─── GIVEN DATA ───

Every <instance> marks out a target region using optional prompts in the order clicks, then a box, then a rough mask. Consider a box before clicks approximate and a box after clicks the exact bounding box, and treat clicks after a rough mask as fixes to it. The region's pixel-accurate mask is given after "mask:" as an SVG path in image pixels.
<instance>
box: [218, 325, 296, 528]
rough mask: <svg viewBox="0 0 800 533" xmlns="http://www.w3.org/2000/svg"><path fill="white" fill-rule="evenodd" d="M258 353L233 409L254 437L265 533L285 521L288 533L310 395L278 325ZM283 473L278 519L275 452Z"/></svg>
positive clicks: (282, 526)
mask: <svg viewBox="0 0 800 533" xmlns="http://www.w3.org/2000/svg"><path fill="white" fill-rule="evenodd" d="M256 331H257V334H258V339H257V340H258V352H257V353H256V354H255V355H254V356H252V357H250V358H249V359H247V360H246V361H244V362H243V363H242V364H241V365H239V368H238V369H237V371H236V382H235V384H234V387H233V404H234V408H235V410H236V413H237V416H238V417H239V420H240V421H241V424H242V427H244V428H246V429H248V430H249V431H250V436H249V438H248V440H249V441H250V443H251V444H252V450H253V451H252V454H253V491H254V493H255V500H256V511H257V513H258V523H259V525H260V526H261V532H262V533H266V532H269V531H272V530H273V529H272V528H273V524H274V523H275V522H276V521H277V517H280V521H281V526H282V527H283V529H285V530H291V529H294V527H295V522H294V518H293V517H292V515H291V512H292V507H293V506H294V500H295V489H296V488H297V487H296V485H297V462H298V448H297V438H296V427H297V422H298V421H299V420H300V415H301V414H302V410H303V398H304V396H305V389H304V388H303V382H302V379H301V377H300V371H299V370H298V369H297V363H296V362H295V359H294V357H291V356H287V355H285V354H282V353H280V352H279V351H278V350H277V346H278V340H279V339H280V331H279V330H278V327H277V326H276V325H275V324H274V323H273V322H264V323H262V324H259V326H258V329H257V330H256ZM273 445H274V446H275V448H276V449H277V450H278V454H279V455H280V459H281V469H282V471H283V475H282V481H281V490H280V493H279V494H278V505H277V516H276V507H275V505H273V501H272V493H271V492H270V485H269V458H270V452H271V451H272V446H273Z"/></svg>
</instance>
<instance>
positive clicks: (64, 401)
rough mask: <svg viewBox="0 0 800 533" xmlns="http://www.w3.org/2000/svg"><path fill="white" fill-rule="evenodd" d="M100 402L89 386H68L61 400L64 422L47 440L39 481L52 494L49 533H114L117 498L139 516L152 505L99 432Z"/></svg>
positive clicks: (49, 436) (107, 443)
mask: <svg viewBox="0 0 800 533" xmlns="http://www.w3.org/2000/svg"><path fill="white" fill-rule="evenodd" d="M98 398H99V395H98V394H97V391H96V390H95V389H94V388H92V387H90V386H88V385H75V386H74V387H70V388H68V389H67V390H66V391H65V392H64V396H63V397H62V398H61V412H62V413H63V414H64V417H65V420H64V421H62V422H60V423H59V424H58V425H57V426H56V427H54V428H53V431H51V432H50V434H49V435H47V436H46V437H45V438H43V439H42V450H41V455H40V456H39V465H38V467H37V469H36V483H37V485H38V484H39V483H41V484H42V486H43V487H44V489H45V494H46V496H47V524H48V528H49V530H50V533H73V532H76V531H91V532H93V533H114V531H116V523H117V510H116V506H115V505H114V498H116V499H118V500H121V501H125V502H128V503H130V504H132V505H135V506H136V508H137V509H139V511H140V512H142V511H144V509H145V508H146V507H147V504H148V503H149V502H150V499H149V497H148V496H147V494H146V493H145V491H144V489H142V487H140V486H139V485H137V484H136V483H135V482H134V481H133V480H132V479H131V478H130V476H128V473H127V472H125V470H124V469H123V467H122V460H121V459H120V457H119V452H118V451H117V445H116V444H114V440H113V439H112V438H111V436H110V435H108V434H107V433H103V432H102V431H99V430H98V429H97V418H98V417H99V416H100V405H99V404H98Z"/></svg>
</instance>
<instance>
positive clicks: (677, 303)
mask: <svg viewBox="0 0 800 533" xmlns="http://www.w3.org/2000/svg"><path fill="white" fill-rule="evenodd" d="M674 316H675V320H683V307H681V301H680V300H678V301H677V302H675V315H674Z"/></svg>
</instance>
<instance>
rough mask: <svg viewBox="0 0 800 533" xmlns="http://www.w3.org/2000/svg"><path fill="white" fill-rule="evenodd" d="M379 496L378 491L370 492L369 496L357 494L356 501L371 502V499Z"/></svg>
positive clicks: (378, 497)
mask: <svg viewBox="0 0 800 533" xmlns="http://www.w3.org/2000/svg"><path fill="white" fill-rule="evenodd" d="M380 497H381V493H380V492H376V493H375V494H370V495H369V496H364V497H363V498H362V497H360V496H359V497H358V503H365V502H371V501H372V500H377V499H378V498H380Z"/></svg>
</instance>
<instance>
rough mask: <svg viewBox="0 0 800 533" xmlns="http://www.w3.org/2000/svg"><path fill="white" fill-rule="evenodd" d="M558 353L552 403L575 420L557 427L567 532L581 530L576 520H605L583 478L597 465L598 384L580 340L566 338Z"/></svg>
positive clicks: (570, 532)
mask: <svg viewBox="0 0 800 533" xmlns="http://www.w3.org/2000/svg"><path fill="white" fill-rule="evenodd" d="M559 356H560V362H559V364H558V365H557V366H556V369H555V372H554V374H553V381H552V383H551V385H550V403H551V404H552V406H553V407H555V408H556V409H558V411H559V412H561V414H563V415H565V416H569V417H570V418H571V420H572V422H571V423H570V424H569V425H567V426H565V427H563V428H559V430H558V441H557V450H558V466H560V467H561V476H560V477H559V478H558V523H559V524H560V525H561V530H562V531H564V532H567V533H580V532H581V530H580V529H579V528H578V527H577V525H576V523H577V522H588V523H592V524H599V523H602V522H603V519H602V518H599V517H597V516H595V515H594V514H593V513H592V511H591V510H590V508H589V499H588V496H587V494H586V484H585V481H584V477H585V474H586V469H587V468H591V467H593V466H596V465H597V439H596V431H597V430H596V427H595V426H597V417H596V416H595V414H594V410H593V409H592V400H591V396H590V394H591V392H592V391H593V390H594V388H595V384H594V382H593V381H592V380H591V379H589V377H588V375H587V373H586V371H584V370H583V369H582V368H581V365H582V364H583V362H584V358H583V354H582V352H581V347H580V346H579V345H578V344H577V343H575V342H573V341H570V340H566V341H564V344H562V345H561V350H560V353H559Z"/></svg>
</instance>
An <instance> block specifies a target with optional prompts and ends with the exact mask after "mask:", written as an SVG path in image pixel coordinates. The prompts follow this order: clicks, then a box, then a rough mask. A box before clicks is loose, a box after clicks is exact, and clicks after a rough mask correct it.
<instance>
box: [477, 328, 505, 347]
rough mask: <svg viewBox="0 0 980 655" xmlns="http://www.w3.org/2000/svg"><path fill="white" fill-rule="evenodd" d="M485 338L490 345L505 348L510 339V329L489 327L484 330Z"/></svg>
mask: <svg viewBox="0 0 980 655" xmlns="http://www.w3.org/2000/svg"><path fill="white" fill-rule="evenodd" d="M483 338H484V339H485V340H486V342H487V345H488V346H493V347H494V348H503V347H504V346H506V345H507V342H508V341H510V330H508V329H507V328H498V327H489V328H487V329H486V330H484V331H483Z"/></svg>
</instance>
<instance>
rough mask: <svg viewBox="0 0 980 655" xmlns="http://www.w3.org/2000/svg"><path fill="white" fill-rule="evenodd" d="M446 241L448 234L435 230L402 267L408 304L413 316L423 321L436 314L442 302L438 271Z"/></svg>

───

* WHAT IS REQUIRED *
Type out all of the material again, word for word.

* OUTPUT FOR THIS EXERCISE *
Every <instance> marks out a target region using optional prompts in the order clicks, then a box, then a rough mask. Consider a box before clicks approximate and a box after clicks the exact bounding box, and treat clicks after a rough mask as fixes to it. The region's pixel-accurate mask is given after "mask:" as an SVG path in image pixels.
<instance>
box: [218, 325, 296, 528]
rough mask: <svg viewBox="0 0 800 533" xmlns="http://www.w3.org/2000/svg"><path fill="white" fill-rule="evenodd" d="M258 353L233 409L254 437L265 533L285 521L288 533L310 395L278 325ZM283 473L278 519L275 452Z"/></svg>
positive clicks: (282, 526)
mask: <svg viewBox="0 0 800 533" xmlns="http://www.w3.org/2000/svg"><path fill="white" fill-rule="evenodd" d="M256 331H257V334H258V339H257V340H258V352H257V353H256V354H255V355H254V356H252V357H250V358H249V359H247V360H246V361H244V362H243V363H242V364H241V365H239V368H238V369H237V371H236V382H235V384H234V387H233V404H234V408H235V410H236V413H237V416H238V417H239V420H240V421H241V424H242V427H244V428H246V429H248V430H249V431H250V436H249V438H248V440H249V441H250V443H251V444H252V450H253V451H252V454H253V491H254V493H255V500H256V511H257V513H258V523H259V525H260V526H261V532H262V533H266V532H269V531H272V530H273V529H272V528H273V524H274V523H275V522H276V521H277V517H280V521H281V526H282V527H283V529H285V530H291V529H294V527H295V522H294V518H293V517H292V515H291V512H292V507H293V506H294V500H295V489H296V488H297V487H296V485H297V462H298V448H297V438H296V427H297V422H298V421H299V420H300V415H301V414H302V410H303V398H304V396H305V389H304V388H303V382H302V379H301V377H300V371H299V370H298V369H297V363H296V362H295V359H294V357H291V356H287V355H285V354H282V353H280V352H279V351H278V350H277V346H278V340H279V339H280V331H279V330H278V327H277V326H276V325H275V324H274V323H273V322H264V323H262V324H259V326H258V329H257V330H256ZM273 445H274V446H275V448H276V449H277V450H278V454H279V455H280V459H281V469H282V471H283V475H282V481H281V490H280V493H279V494H278V505H277V516H276V507H275V505H273V501H272V493H271V492H270V485H269V458H270V452H271V451H272V446H273Z"/></svg>
</instance>
<instance>
positive clicks: (64, 401)
rough mask: <svg viewBox="0 0 800 533" xmlns="http://www.w3.org/2000/svg"><path fill="white" fill-rule="evenodd" d="M100 402L89 386H68L61 400L64 422L47 440L39 481L52 494L49 533H114L117 498L139 516L152 505L99 432Z"/></svg>
positive clicks: (49, 436) (107, 443)
mask: <svg viewBox="0 0 800 533" xmlns="http://www.w3.org/2000/svg"><path fill="white" fill-rule="evenodd" d="M98 398H99V395H98V394H97V391H96V390H95V389H94V388H92V387H90V386H88V385H75V386H74V387H70V388H68V389H67V390H66V391H65V392H64V396H63V397H62V398H61V412H62V413H63V414H64V417H65V420H64V421H62V422H60V423H59V424H58V425H57V426H56V427H54V428H53V431H51V432H50V434H49V435H47V436H46V437H45V438H43V439H42V450H41V455H40V456H39V465H38V467H37V469H36V483H37V485H38V484H39V483H41V484H42V486H43V487H44V489H45V494H46V496H47V524H48V528H49V530H50V533H73V532H76V531H91V532H93V533H114V531H116V523H117V510H116V506H115V505H114V498H116V499H118V500H121V501H125V502H128V503H130V504H132V505H135V506H136V508H137V509H139V511H140V512H142V511H144V509H145V508H146V507H147V504H148V503H149V502H150V499H149V497H148V496H147V494H146V493H145V491H144V489H142V487H140V486H139V485H137V484H136V483H135V482H134V481H133V480H132V479H131V478H130V476H128V473H127V472H125V470H124V469H123V467H122V460H121V459H120V457H119V452H118V451H117V445H116V444H114V440H113V439H112V438H111V436H110V435H108V434H107V433H103V432H102V431H99V430H98V429H97V418H98V417H99V416H100V405H99V404H98Z"/></svg>
</instance>
<instance>
positive clicks: (677, 303)
mask: <svg viewBox="0 0 800 533" xmlns="http://www.w3.org/2000/svg"><path fill="white" fill-rule="evenodd" d="M674 316H675V320H683V307H681V301H680V300H678V301H677V302H675V315H674Z"/></svg>
</instance>
<instance>
rough mask: <svg viewBox="0 0 800 533" xmlns="http://www.w3.org/2000/svg"><path fill="white" fill-rule="evenodd" d="M379 496L378 491L370 492L369 496L357 494L356 501L371 502V499Z"/></svg>
positive clicks: (378, 497)
mask: <svg viewBox="0 0 800 533" xmlns="http://www.w3.org/2000/svg"><path fill="white" fill-rule="evenodd" d="M380 497H381V493H380V492H376V493H375V494H370V495H369V496H364V497H363V498H362V497H360V496H359V497H358V503H365V502H371V501H372V500H377V499H378V498H380Z"/></svg>
</instance>
<instance>
rough mask: <svg viewBox="0 0 800 533" xmlns="http://www.w3.org/2000/svg"><path fill="white" fill-rule="evenodd" d="M558 353L552 403L575 420L557 427L567 532L581 530L576 520H605L583 478L597 465L598 384L580 340L566 338Z"/></svg>
positive clicks: (570, 532)
mask: <svg viewBox="0 0 800 533" xmlns="http://www.w3.org/2000/svg"><path fill="white" fill-rule="evenodd" d="M559 356H560V362H559V364H558V365H557V366H556V369H555V372H554V374H553V381H552V383H551V385H550V403H551V404H552V406H553V407H555V408H556V409H558V411H559V412H561V414H563V415H565V416H569V417H570V418H571V420H572V422H571V423H570V424H569V425H567V426H565V427H563V428H559V430H558V441H557V450H558V466H560V467H561V476H560V477H559V478H558V523H559V524H560V525H561V530H562V531H564V532H567V533H580V532H581V530H580V529H579V528H578V527H577V525H576V523H577V522H588V523H592V524H599V523H602V522H603V519H602V518H599V517H597V516H595V515H594V514H593V513H592V511H591V510H590V508H589V499H588V496H587V494H586V484H585V481H584V477H585V474H586V469H587V468H591V467H593V466H596V465H597V439H596V431H597V430H596V427H595V426H597V417H596V416H595V414H594V410H593V409H592V400H591V396H590V394H591V392H592V391H593V390H594V388H595V384H594V382H593V381H592V380H591V379H589V377H588V375H587V373H586V371H584V370H583V369H582V368H581V365H582V364H583V362H584V358H583V354H582V352H581V347H580V346H579V345H578V344H577V343H575V342H573V341H570V340H566V341H564V344H562V345H561V350H560V353H559Z"/></svg>
</instance>
An <instance> block specifies a target with optional prompts and ends with the exact mask after "mask:", written as an SVG path in image pixel coordinates. The prompts follow this order: clicks, then a box, then a rough mask. A box before clicks is loose, a box after clicks is exact, and clicks after a rough mask correct it.
<instance>
box: [477, 328, 505, 347]
rough mask: <svg viewBox="0 0 980 655" xmlns="http://www.w3.org/2000/svg"><path fill="white" fill-rule="evenodd" d="M485 338L490 345L505 348L510 339V329L489 327L484 330Z"/></svg>
mask: <svg viewBox="0 0 980 655" xmlns="http://www.w3.org/2000/svg"><path fill="white" fill-rule="evenodd" d="M483 338H484V339H485V340H486V342H487V345H488V346H493V347H494V348H503V347H504V346H506V345H507V342H508V341H510V330H508V329H507V328H498V327H489V328H487V329H486V330H484V331H483Z"/></svg>
</instance>
<instance>
rough mask: <svg viewBox="0 0 980 655" xmlns="http://www.w3.org/2000/svg"><path fill="white" fill-rule="evenodd" d="M446 241L448 234L435 230L402 267L408 304L413 316L423 321L436 314L442 302L438 271Z"/></svg>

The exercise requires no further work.